:: EXTRACTED DATA ::

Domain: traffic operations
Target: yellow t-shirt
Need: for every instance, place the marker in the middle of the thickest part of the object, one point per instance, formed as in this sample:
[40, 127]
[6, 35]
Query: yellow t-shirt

:: WORK TO DO ::
Reproduce every item above verbatim, line for line, without altering any character.

:: COMPLETED EXERCISE ::
Domain: traffic operations
Target: yellow t-shirt
Need: for every instance, place the marker in the middle of the thickest part of the object, one point per instance, formed as in this sample:
[40, 127]
[6, 35]
Query: yellow t-shirt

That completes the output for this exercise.